OATH: Crónicas de Batatada e Exílio


Artigo escrito por Francisco Maia.

Por onde começar quando falamos de Oath? Poderia começar a descrever o jogo mas não acho que isso lhe faça jus. Mais que um jogo isolado, Oath é o fim de uma tese, ou pelo menos o seu ponto mais crítico. Para completa transparência, acho melhor indicar que sou fã acérrimo de tudo em que Cole Wehrle toca, desde Root a Pax Pamir, passando por An Infamous Traffic, e o meu tão-querido John Company. O homem sabe desenhar jogos, caraças! Mas mais que isso, compromete-se sempre a explorar um argumento qualquer com as mecânicas frias dos jogos de tabuleiro para que melhor possamos perceber o que afeta as dinâmicas que permeiam a sua temática.

Em Oath, o argumento debate a seguinte questão: o que faz com que reinos e impérios nasçam, triunfem e inevitavelmente padeçam num fatídico declínio? Porque caiu Roma? A pergunta não só é realmente interessante como desperta a curiosidade de qualquer jogador, especialmente aqueles que jogam jogos históricos. Começamos o jogo na mais ligeira assimetria: ou somos a Chanceler do reino em questão, ou somos a aristocracia exilada. Em termos de regras, maioritariamente são equivalentes, mas em termos de posicionamento - coisa que acaba por ser o ganha-pão de Oath, não podiam ser mais diferentes.

REQUISITOS
Passe para inglês esta frase da seleção sobre o jogo Oath: "A pergunta não só é realmente interessante como desperta a curiosidade de qualquer jogador, especialmente aqueles que jogam jogos históricos."

MATERIAL EXTRAÍDO
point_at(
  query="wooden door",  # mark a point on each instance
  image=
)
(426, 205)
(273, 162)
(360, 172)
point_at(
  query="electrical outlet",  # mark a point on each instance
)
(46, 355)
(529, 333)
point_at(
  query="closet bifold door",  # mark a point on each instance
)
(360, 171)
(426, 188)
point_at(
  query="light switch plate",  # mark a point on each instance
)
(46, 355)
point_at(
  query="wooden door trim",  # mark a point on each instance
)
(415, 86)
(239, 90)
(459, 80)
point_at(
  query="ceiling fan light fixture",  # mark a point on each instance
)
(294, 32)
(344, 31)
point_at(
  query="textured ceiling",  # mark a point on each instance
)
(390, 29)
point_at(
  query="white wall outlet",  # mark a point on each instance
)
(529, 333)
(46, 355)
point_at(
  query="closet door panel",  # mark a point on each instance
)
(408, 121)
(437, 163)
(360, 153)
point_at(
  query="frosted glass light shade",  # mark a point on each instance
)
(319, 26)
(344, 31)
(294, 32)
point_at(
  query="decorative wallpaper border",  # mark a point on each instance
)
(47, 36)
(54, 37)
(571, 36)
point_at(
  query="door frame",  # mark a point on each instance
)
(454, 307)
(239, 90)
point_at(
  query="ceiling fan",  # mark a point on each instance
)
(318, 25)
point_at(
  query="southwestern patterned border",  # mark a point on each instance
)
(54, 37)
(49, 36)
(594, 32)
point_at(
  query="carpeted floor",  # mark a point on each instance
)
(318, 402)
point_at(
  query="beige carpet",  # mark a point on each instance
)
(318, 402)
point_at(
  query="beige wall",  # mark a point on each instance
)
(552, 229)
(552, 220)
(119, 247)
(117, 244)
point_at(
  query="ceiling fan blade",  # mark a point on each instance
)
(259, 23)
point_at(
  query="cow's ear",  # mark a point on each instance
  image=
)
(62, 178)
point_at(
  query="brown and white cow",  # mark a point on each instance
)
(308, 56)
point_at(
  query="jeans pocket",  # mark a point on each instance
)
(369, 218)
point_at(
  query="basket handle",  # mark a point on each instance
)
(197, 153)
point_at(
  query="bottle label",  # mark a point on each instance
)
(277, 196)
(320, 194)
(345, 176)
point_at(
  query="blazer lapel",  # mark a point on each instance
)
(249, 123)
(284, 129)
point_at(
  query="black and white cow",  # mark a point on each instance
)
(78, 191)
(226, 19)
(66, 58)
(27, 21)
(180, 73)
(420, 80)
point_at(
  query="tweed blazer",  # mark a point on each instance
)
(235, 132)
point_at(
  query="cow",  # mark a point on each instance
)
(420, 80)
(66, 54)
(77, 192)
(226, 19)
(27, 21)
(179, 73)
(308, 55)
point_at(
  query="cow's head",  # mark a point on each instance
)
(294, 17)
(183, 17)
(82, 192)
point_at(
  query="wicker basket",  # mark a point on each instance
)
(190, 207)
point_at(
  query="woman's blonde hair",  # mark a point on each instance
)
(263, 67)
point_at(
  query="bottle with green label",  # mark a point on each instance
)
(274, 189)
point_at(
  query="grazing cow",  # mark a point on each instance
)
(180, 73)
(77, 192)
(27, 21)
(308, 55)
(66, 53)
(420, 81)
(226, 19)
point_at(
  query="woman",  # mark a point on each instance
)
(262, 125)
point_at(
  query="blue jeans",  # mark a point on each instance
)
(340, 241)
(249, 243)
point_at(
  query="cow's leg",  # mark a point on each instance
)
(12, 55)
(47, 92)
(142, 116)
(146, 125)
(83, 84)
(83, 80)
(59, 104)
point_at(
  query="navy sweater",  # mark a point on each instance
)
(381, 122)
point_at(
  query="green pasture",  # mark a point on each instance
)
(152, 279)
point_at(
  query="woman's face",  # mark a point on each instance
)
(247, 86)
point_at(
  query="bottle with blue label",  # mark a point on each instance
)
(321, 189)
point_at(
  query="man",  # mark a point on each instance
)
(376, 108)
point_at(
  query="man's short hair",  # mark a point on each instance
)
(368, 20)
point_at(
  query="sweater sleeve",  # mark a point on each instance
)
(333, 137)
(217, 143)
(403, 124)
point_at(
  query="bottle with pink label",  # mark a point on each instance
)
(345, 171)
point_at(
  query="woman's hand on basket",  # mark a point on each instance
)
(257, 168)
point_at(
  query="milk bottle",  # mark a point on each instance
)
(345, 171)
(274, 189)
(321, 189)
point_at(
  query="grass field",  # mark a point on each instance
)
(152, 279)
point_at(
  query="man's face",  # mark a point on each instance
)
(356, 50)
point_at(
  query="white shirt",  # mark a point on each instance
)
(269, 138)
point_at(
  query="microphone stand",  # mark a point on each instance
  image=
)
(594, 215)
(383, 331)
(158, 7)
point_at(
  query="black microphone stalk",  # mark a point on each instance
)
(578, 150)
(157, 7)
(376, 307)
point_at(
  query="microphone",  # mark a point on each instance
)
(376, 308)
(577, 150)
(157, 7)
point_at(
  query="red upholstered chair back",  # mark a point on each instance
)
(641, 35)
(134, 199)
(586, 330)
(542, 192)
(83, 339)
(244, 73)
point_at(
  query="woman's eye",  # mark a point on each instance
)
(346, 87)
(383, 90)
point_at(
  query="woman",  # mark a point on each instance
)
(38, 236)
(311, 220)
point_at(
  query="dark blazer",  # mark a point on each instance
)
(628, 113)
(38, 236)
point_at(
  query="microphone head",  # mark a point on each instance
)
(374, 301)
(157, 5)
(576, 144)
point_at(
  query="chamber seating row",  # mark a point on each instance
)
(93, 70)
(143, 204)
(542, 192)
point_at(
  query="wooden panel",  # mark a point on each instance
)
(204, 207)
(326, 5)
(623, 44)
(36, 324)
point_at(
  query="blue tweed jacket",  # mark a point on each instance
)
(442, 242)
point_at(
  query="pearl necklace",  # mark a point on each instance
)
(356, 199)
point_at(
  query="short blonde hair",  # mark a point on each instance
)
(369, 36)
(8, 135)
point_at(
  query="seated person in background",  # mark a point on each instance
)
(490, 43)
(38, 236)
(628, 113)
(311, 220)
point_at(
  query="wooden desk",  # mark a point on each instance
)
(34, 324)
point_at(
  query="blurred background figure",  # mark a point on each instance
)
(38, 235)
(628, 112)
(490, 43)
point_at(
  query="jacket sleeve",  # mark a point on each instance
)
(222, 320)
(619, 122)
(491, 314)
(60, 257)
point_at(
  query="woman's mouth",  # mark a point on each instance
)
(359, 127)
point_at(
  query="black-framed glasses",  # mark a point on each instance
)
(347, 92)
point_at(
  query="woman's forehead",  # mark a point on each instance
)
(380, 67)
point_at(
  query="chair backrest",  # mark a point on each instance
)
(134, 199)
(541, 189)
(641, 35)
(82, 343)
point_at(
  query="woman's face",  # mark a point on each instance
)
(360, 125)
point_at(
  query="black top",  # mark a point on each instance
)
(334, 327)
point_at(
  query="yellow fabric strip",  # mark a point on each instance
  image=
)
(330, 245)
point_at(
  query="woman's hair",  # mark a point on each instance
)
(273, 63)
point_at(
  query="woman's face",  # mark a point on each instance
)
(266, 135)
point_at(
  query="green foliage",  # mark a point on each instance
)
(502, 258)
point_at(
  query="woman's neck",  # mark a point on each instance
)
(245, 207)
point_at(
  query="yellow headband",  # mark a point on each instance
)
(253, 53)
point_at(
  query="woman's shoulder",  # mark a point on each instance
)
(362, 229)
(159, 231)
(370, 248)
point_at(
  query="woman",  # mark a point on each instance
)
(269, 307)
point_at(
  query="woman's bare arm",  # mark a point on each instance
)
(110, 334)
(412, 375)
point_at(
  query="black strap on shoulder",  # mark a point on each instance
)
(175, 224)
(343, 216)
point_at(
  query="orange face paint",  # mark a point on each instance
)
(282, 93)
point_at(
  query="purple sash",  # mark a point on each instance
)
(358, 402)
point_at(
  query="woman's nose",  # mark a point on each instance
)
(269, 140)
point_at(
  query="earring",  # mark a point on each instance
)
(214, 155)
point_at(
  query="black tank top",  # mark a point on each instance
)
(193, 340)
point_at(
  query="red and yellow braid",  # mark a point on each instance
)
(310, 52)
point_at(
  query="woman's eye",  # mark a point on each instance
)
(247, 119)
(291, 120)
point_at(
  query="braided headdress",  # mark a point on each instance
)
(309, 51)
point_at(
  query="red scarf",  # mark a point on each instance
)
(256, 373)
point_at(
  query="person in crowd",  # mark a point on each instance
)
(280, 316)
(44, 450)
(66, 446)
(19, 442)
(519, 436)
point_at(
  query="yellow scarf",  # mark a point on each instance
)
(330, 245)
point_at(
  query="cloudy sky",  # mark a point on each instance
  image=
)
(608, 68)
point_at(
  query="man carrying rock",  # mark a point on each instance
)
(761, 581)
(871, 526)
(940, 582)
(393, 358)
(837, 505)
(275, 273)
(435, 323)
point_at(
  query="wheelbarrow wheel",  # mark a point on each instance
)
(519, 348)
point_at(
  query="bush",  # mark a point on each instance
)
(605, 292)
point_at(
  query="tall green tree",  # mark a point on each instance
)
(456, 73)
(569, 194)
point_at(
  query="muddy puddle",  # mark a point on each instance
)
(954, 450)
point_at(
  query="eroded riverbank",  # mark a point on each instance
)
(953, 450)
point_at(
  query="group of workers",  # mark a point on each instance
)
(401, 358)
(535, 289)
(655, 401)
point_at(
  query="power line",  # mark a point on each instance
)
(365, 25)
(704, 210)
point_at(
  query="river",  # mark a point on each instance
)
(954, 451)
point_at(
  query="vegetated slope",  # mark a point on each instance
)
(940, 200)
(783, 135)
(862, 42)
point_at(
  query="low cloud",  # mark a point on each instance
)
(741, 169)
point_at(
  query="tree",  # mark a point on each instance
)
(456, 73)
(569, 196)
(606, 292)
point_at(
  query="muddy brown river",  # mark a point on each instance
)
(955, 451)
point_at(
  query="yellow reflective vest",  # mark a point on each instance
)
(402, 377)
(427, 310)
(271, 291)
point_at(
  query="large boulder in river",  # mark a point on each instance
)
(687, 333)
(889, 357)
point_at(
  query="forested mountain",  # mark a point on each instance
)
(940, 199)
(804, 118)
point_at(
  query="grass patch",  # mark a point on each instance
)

SOLUÇÃO ESCRITA
Not only is the question really interesting, but it also sparks the curiosity of any player, especially those who play historical games.